Task = Starting with the line that contains "Put one point on every instance of the black shorts", write out each line through the end of the listing, unchanged. Output nothing else.

Records shown =
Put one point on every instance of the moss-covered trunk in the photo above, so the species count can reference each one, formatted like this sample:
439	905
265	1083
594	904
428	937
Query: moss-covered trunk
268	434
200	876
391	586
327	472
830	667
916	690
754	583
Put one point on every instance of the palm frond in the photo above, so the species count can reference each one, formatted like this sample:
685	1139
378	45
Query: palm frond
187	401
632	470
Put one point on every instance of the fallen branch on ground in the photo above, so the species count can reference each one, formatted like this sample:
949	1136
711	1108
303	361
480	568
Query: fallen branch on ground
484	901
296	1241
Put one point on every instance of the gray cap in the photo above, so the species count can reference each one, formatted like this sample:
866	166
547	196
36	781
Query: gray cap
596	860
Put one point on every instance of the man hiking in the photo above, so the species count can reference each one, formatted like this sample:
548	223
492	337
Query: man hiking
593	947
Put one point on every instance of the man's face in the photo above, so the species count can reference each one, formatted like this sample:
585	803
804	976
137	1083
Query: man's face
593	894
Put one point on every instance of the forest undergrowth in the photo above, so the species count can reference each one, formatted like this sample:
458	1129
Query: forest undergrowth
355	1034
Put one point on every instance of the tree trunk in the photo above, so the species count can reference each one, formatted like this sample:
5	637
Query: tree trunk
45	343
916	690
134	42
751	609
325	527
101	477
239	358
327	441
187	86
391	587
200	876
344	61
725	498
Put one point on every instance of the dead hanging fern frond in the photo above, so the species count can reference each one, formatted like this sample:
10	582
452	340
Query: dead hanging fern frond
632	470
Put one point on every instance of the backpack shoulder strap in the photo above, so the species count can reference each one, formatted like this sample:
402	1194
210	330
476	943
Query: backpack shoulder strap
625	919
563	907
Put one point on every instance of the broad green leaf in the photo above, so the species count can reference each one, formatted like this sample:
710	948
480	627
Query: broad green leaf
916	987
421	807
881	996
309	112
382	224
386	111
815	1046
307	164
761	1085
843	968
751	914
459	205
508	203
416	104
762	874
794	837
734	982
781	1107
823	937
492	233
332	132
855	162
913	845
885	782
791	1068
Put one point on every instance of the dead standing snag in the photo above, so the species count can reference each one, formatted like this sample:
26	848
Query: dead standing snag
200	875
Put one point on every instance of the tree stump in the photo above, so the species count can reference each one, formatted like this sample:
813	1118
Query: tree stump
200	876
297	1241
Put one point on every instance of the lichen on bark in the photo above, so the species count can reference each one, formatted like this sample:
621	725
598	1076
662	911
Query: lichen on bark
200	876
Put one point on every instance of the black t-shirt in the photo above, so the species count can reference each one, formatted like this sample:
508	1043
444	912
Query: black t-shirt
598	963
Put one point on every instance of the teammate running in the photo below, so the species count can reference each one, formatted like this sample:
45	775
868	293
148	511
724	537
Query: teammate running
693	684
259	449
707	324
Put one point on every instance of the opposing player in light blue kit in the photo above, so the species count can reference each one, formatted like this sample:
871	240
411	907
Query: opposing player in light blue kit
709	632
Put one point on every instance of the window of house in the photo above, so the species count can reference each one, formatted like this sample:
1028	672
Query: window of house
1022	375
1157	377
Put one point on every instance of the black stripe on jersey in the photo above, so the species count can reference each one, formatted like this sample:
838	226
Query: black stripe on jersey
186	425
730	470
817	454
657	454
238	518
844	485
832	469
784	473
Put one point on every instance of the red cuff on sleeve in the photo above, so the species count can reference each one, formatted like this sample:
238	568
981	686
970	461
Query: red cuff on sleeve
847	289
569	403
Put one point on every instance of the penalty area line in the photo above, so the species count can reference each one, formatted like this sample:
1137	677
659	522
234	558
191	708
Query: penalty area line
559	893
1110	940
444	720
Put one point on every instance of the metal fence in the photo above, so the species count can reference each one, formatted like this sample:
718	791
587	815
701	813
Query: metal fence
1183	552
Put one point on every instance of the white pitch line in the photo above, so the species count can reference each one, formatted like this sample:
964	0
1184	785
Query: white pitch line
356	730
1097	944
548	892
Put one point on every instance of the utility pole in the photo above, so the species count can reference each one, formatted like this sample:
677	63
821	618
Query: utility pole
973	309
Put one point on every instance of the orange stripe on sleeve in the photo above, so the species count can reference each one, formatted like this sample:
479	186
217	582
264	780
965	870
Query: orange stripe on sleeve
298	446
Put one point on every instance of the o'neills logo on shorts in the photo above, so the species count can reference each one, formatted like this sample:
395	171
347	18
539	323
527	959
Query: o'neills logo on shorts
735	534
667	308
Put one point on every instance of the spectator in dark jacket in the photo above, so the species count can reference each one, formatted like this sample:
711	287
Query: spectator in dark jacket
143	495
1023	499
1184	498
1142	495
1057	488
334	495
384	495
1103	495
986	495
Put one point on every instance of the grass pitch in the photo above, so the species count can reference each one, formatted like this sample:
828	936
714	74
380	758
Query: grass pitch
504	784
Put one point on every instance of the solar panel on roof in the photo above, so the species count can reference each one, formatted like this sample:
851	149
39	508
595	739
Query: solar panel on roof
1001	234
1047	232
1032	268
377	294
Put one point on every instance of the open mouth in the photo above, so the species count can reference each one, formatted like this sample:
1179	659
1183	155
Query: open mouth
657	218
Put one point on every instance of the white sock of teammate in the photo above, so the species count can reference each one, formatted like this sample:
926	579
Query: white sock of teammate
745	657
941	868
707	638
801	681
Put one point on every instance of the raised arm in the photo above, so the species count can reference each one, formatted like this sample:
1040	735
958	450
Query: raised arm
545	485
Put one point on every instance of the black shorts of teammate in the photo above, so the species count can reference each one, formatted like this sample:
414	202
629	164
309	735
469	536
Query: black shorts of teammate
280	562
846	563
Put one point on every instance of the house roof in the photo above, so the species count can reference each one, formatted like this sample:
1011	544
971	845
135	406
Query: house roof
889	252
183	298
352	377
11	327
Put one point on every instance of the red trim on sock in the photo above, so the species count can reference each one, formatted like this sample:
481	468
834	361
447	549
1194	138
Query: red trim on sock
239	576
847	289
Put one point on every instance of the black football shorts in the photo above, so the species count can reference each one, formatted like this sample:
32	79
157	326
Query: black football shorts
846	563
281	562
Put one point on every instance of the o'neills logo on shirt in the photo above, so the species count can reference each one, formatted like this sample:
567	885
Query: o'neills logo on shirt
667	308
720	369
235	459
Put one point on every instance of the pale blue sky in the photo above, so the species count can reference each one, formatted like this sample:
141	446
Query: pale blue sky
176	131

Response for this exercise =
Put one point on every instance of the black shorts of teammate in the photo above, so the species count can reference each one, formatted like this sample:
414	202
629	164
309	735
469	536
Query: black shorts of teammate
280	562
846	563
Put one point on every instance of the house roof in the photo above, so the species count can reference each one, formatted like this sample:
1011	544
971	845
135	406
Query: house roof
889	252
183	298
352	377
11	327
Put one point on every instance of the red trim on sock in the photo above, so the species count can reference each one, formatted like this sample:
481	468
834	361
447	549
1194	138
Query: red trim on sock
239	576
847	289
Put one point on every instance of the black football shorts in the photo above, so the species count can reference each one, formatted like this sample:
32	79
157	326
Query: black football shorts
846	563
281	562
Put one point on every instance of the o'neills logo on shirt in the photo above, so the species count can reference each one, formatted like this sample:
567	885
Query: o'neills logo on shirt
667	308
720	369
235	459
Put one point on every instance of the pale blue sky in the photo above, so the species count can reference each one, formatted like this sample:
141	446
Query: pale blue sky
176	131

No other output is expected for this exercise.